Without the pictures, output the records below word for word.
— start of DATASET EXCERPTS —
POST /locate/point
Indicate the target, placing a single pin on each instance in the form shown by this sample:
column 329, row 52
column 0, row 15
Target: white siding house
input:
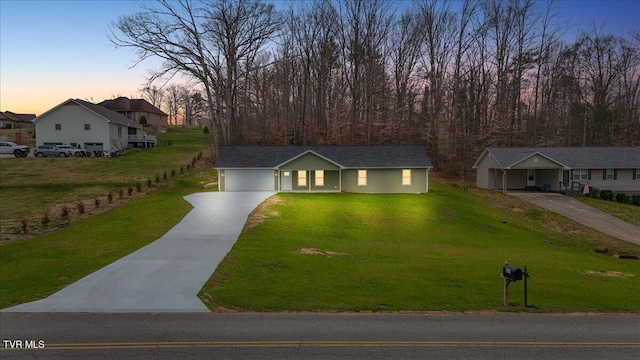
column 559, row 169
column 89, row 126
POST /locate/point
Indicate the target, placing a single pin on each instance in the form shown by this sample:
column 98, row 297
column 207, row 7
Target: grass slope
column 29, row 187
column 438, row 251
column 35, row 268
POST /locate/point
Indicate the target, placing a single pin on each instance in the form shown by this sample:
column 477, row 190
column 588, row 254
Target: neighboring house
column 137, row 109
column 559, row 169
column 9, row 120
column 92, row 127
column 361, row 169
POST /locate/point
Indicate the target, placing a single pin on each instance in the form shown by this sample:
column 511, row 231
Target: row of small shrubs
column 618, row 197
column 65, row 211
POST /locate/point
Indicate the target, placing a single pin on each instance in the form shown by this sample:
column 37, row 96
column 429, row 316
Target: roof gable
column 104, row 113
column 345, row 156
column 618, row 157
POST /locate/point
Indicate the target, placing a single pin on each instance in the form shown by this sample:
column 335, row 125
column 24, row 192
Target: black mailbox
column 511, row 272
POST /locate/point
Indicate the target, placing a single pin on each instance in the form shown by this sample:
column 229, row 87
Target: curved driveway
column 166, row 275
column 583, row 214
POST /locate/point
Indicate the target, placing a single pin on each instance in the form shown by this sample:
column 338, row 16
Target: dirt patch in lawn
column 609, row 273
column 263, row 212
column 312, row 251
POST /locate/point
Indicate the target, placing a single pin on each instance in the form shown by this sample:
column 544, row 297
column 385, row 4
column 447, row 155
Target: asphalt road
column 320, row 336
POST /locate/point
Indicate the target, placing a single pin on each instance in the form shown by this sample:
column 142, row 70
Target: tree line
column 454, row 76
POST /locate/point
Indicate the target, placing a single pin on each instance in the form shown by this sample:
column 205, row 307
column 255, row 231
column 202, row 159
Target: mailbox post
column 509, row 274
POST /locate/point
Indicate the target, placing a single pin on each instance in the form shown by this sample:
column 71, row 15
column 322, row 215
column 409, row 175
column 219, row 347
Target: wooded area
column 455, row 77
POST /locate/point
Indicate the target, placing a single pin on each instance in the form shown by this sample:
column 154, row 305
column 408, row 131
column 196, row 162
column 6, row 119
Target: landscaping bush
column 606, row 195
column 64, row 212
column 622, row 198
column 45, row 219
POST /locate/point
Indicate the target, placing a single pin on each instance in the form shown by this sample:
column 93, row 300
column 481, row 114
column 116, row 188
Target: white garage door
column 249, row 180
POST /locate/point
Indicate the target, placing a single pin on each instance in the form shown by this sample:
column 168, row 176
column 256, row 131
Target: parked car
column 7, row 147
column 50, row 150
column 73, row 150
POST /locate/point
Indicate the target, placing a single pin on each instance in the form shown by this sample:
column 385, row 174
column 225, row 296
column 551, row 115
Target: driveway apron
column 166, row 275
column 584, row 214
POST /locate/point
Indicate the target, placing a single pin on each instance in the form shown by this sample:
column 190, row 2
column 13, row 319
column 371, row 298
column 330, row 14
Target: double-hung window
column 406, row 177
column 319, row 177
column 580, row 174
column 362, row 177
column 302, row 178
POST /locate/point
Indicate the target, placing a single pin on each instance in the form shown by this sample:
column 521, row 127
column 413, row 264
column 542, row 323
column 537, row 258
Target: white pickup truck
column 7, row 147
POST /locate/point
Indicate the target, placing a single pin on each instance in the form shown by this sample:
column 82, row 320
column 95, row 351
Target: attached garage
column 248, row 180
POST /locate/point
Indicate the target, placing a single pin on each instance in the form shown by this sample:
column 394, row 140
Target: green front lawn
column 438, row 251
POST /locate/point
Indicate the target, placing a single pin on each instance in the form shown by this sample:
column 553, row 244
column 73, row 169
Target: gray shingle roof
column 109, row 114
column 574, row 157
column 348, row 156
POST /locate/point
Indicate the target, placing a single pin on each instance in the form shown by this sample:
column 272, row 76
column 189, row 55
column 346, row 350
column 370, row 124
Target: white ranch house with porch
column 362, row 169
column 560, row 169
— end of DATASET EXCERPTS —
■ **CORRECT RESULT**:
POST /locate/point
Indicate the target, placing a single pin on each instance in the form shown by this sample:
column 329, row 52
column 0, row 15
Target: white siding house
input:
column 559, row 169
column 89, row 126
POST /locate/point
Indicate the target, placing a single pin on each instance in the form shown by this sample:
column 98, row 297
column 207, row 7
Target: grass slope
column 29, row 187
column 438, row 251
column 35, row 268
POST /locate/point
Indicate the target, placing a single pin on each instance in the form shown by this sample:
column 477, row 190
column 588, row 254
Target: neighboring house
column 137, row 109
column 559, row 169
column 9, row 120
column 92, row 127
column 361, row 169
POST /locate/point
Indicate the target, placing a single pin on each instance in the form shown by this sample:
column 511, row 231
Target: row of small shrubs
column 618, row 197
column 65, row 211
POST /locate/point
Indicate the target, placing a single pin on each instance in the form shown by this sample:
column 37, row 96
column 429, row 316
Target: roof gable
column 104, row 113
column 345, row 156
column 618, row 157
POST /locate/point
Indicate the target, placing a single pin on each instance in the form shown by this sample:
column 335, row 125
column 24, row 192
Target: black mailbox
column 511, row 272
POST /locate/point
Indicate the target, placing a single pin on each instance in the form shown by this sample:
column 229, row 87
Target: curved driveway
column 166, row 275
column 583, row 214
POST /locate/point
Indicate the target, placing a single pin on each instance in the form shown by this sample:
column 338, row 16
Target: dirt patch in lawn
column 609, row 273
column 263, row 212
column 312, row 251
POST /locate/point
Indicate the target, placing a single pin on each instance in the form shown by this sample:
column 544, row 297
column 385, row 4
column 447, row 155
Target: asphalt road
column 320, row 336
POST /locate/point
Indicate the target, placing a single pin on each instance in the form shown by this sample:
column 142, row 70
Target: tree line
column 454, row 76
POST /locate/point
Indicate the target, placing a single pin on each instance in the form shown by this sample:
column 205, row 307
column 255, row 231
column 202, row 159
Target: mailbox post
column 509, row 274
POST /locate/point
Indicate the target, placing a single pin on each instance in the form shown by this sample:
column 71, row 15
column 322, row 215
column 409, row 175
column 219, row 347
Target: wooded area
column 455, row 77
POST /locate/point
Indicate the target, placing a single pin on each instance in the form shown by this sample:
column 154, row 305
column 408, row 131
column 196, row 162
column 6, row 119
Target: landscaping bush
column 606, row 195
column 64, row 212
column 622, row 198
column 45, row 219
POST /locate/point
Indicate the target, placing a single pin on each instance in the form shown by this sample:
column 93, row 300
column 481, row 114
column 116, row 188
Target: white garage door
column 249, row 180
POST /locate/point
Indicate the target, placing a single pin on each instance in the form shown by this sample:
column 168, row 176
column 256, row 131
Target: parked car
column 7, row 147
column 50, row 150
column 73, row 150
POST /locate/point
Indicate the target, placing a single pin on each instance in the form shown by this sample:
column 385, row 174
column 225, row 296
column 551, row 115
Target: driveway apron
column 166, row 275
column 584, row 214
POST /locate/point
Indicate the target, placing a single pin on each instance in the form shown by this sample:
column 190, row 2
column 13, row 319
column 371, row 298
column 330, row 14
Target: double-hung window
column 406, row 177
column 319, row 177
column 580, row 174
column 362, row 177
column 302, row 178
POST /locate/point
Indicate the target, placing a single pin on each instance in the form shown by this sample:
column 521, row 127
column 413, row 264
column 542, row 323
column 537, row 258
Target: white pickup truck
column 7, row 147
POST /locate/point
Indicate the target, placing a single pin on each instance in the form shown by this sample:
column 82, row 320
column 95, row 351
Target: attached garage
column 248, row 180
POST /locate/point
Indicate the target, placing a single pin on each instance in the form shown by this sample:
column 394, row 140
Target: green front lawn
column 438, row 251
POST /locate/point
Indicate the target, placing a single pin on each instance in the form shown by this sample:
column 553, row 244
column 73, row 169
Target: gray shingle roof
column 109, row 114
column 574, row 157
column 348, row 156
POST /locate/point
Indicate the target, placing a single pin on each instance in the form shown by this sample:
column 272, row 76
column 189, row 55
column 346, row 350
column 370, row 124
Target: white ranch house with porch
column 362, row 169
column 560, row 169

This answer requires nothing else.